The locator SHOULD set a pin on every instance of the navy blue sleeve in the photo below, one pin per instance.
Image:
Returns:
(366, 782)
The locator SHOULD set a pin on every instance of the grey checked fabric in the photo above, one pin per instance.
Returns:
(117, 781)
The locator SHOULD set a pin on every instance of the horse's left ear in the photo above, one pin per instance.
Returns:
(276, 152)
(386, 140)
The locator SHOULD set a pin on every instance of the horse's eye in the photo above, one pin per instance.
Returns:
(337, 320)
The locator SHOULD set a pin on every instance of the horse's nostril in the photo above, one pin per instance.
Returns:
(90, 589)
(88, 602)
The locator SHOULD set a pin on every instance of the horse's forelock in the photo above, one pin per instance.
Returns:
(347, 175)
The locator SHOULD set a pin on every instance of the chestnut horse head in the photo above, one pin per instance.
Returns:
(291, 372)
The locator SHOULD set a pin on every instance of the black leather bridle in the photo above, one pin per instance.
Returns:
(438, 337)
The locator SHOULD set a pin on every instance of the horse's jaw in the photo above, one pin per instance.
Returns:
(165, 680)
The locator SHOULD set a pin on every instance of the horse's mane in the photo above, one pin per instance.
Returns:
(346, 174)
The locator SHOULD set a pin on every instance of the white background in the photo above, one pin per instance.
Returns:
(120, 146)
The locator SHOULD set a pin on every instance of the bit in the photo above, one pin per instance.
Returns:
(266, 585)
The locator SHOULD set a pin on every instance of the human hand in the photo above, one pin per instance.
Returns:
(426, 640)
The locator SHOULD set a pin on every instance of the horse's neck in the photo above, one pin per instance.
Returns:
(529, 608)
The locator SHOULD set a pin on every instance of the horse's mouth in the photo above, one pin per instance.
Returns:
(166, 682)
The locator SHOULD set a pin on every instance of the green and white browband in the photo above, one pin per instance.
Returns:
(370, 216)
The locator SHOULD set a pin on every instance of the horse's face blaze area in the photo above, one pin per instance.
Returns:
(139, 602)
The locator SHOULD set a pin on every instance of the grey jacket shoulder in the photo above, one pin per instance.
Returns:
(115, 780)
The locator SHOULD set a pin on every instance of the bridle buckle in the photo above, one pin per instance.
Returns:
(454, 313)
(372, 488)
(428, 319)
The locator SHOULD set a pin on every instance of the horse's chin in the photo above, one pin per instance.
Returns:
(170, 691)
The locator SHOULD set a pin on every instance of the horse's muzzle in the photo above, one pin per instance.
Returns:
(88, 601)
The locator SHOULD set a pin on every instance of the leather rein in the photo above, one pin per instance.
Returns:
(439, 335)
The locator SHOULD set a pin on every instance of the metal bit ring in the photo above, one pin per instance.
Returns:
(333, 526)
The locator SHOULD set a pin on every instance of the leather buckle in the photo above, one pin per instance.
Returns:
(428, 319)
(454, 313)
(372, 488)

What the task requires: Every record, from the first to the last, should be transcribed exactly.

Solution to the problem:
The locator SHOULD set a pin on every instance of the navy blue sleeve in the photo below, one pin per instance.
Image:
Returns:
(366, 782)
The locator SHOULD set a pin on every instance of the grey checked fabric in the photo above, one pin per instance.
Returns:
(117, 781)
The locator SHOULD set a pin on every instance of the horse's left ear in the photo above, one pin per instance.
Returns:
(276, 152)
(386, 140)
The locator SHOULD set a pin on every instance of the horse's eye in the photo above, one pin per instance.
Returns:
(337, 320)
The locator SHOULD set a pin on every instance of the horse's nostril in the photo above, one pin per instance.
Returns:
(90, 589)
(88, 602)
The locator SHOULD set a pin on every instance of the horse's forelock in the photo above, one pin per instance.
Returns:
(347, 175)
The locator SHOULD set a pin on every instance of the chestnut horse head in the photo above, one pin per instance.
Returns:
(291, 372)
The locator SHOULD set a pin on every instance of the black leather bridle in the photo above, one pin per instance.
Returns:
(438, 337)
The locator SHOULD set a pin on every instance of the horse's jaw in the photo above, one pin per instance.
Returns:
(165, 680)
The locator SHOULD set a pin on every instance of the horse's mane in the photo above, one pin per instance.
Returns:
(346, 174)
The locator SHOULD set a pin on every instance of the white background in the photo above, one pin per instance.
Returns:
(120, 146)
The locator SHOULD set a pin on every instance of the bit in the photo above, one pin per instance.
Returns:
(266, 585)
The locator SHOULD set a pin on every instance of the human hand in the photo above, one pin per instance.
Returns:
(426, 640)
The locator SHOULD set a pin on every instance of the horse's neck in the photo above, one pin per instance.
Returns:
(529, 608)
The locator SHOULD set a pin on every instance of the horse's mouth in the photo above, one pin per instance.
Returns:
(166, 682)
The locator SHOULD set a pin on every instance of the green and white browband in the photo above, one pin per instance.
Returns:
(370, 216)
The locator SHOULD set a pin on every instance of the horse's face blaze area in the photo above, one pin per instance.
Returns:
(139, 602)
The locator SHOULD set a pin on every instance of the grey jacket shoulder in the photo above, one pin per instance.
Returns:
(115, 780)
The locator SHOULD set a pin on every instance of the bridle buckle in the photo above, one pin per instance.
Returns:
(454, 313)
(372, 488)
(428, 319)
The locator SHOULD set a pin on every instance of the horse's chin in the photo above, one pin per instance.
Returns:
(170, 691)
The locator SHOULD set a pin on every instance of the horse's muzzle in the photo above, one pin per instance.
Returns:
(88, 601)
The locator SHOULD set a pin on every instance of the leather rein in the photo above, one pin per instance.
Returns:
(439, 335)
The locator SHOULD set a pin on every instance of the metal bit ring in the photo above, one pin per instance.
Returns:
(333, 526)
The locator SHOULD set a pin on every instance of the leather buckle in the photo above, one pin per instance.
Returns:
(428, 319)
(454, 313)
(372, 488)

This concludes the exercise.